**Short problem 1**
Rewrite the paragraph of the excerpt on the soul and righteousness that begins "Isaiah 33:5-6 says" as a short list, keeping its main facts.

**Text excerpt**
╔══
Aristotle’s (not a believer) thoughts about the soul and its unity of thought and desire suggest that a force within the soul unifies the mind and emotions. Aristotle only saw two elements of the soul, while the Scriptures teach that the soul includes the mind, emotions, volition, conscience, and self-consciousness. James tells us that when man refuses to ask from God in faith, he is double-minded (literally, two souls), unstable in all his ways (James 1:5-8).  

Establishing Righteousness

History, what happens here and now, is the decisive stage for God’s manifestation. His glorious disclosure is not in a display of miracles, evoking fascination, but in establishing righteousness, evoking appreciation… Isaiah speaks about God, and his intention is to say that the Lord of heaven and earth, of nature and history, finds His true exaltation in justice.      Prophets I, page 214

Isaiah 33:5-6 says The Lord is exalted, for He dwells on high; He has filled Zion with justice and righteousness. And He will be the stability of your times, a wealth of salvation, wisdom, and knowledge; the fear of the Lord is his treasure. In this life, man's only stability is when he is rightly related to his God. The resulting fear of the Lord, a reverence for Him that enthrones Him in the believer’s life, becomes the real treasure.
╚══
**Point placement records**
╔══
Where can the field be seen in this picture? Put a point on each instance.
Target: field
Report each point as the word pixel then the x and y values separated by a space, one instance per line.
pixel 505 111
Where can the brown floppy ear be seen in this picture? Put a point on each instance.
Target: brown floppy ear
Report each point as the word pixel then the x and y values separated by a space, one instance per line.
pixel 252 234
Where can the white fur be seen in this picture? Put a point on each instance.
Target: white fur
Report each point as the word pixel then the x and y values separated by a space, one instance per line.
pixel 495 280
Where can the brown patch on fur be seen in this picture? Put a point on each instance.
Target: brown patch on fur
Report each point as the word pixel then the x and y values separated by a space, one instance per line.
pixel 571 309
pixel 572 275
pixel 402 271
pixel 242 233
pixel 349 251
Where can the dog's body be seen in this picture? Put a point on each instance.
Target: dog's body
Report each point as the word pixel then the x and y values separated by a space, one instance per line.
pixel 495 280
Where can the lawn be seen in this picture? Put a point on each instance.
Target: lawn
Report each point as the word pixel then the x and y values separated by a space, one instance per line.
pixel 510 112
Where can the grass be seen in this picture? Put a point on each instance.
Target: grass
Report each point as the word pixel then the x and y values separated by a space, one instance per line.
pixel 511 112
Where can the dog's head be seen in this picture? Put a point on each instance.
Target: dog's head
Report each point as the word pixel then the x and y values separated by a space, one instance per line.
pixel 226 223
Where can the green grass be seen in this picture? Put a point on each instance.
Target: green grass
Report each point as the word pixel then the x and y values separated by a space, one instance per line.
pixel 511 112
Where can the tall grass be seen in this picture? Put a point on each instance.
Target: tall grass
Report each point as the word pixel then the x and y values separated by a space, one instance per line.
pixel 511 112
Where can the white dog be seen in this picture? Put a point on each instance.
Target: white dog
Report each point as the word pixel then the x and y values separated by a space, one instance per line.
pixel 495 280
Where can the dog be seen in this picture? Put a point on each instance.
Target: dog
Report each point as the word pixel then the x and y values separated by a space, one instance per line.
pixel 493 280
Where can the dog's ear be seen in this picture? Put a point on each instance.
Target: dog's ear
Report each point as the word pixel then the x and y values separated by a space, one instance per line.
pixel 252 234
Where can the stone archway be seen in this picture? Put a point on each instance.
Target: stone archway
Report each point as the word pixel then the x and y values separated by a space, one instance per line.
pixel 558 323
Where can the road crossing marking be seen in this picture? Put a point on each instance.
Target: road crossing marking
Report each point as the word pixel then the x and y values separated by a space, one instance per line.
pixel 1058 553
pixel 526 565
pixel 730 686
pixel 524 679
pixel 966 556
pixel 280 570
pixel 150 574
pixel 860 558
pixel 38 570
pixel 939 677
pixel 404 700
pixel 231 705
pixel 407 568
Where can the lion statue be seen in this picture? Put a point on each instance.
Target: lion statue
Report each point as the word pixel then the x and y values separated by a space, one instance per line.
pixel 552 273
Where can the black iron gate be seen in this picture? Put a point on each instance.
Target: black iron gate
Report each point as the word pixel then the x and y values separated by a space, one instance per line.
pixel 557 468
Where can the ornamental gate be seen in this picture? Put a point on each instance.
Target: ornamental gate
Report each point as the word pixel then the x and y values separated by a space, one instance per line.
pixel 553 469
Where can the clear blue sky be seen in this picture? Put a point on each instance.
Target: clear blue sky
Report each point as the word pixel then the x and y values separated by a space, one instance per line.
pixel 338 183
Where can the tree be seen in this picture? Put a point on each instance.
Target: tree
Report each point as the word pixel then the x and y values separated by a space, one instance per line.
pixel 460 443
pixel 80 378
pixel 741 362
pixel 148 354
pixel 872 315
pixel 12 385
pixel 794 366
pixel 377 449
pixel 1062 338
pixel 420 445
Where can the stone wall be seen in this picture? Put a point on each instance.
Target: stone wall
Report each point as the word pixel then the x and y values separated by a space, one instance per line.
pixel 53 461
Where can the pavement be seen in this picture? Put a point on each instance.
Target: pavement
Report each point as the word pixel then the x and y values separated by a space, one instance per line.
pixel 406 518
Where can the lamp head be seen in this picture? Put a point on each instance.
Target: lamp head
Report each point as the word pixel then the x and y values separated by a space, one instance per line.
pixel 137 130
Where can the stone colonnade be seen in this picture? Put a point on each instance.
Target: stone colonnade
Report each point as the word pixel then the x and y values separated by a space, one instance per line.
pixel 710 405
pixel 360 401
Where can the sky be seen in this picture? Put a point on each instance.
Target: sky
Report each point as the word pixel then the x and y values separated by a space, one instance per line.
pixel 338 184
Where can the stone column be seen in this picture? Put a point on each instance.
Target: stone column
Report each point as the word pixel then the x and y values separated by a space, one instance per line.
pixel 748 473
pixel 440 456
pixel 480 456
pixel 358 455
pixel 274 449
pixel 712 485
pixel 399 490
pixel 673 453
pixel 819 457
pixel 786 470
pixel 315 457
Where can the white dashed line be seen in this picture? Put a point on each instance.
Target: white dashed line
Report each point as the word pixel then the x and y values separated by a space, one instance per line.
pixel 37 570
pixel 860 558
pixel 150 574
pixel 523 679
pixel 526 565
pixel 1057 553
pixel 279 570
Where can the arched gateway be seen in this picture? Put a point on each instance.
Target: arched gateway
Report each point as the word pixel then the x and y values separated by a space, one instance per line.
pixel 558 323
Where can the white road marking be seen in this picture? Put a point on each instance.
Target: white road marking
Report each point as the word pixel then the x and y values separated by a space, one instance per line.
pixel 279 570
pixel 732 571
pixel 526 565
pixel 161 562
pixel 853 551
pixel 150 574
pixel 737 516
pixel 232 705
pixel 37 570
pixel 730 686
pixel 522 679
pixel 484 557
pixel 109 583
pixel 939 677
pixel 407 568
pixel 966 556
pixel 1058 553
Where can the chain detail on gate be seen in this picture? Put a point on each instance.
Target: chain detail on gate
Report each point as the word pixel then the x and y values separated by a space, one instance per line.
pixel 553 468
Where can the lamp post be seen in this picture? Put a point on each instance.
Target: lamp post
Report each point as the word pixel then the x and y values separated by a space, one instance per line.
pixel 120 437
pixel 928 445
╚══
**Short problem 2**
Output the point placement records from the line with "Where can the stone colonnade" to the line with "pixel 360 401" as a two-column CSV with the columns request and answer. Give one row per request, with each field quoted and line breaks replaced by spaces.

**Finished answer 1**
- Isaiah 33:5-6 says the Lord is exalted because He dwells on high and has filled Zion with justice and righteousness.
- He will be the stability of your times, a wealth of salvation, wisdom, and knowledge, and the fear of the Lord is his treasure.
- In this life, man's only stability comes from being rightly related to his God.
- The resulting fear of the Lord, a reverence that enthrones Him in the believer's life, becomes the real treasure.

**Finished answer 2**
request,answer
"Where can the stone colonnade be seen in this picture? Put a point on each instance. Target: stone colonnade Report each point as the word pixel then the x and y values separated by a space, one instance per line.","pixel 710 405 pixel 360 401"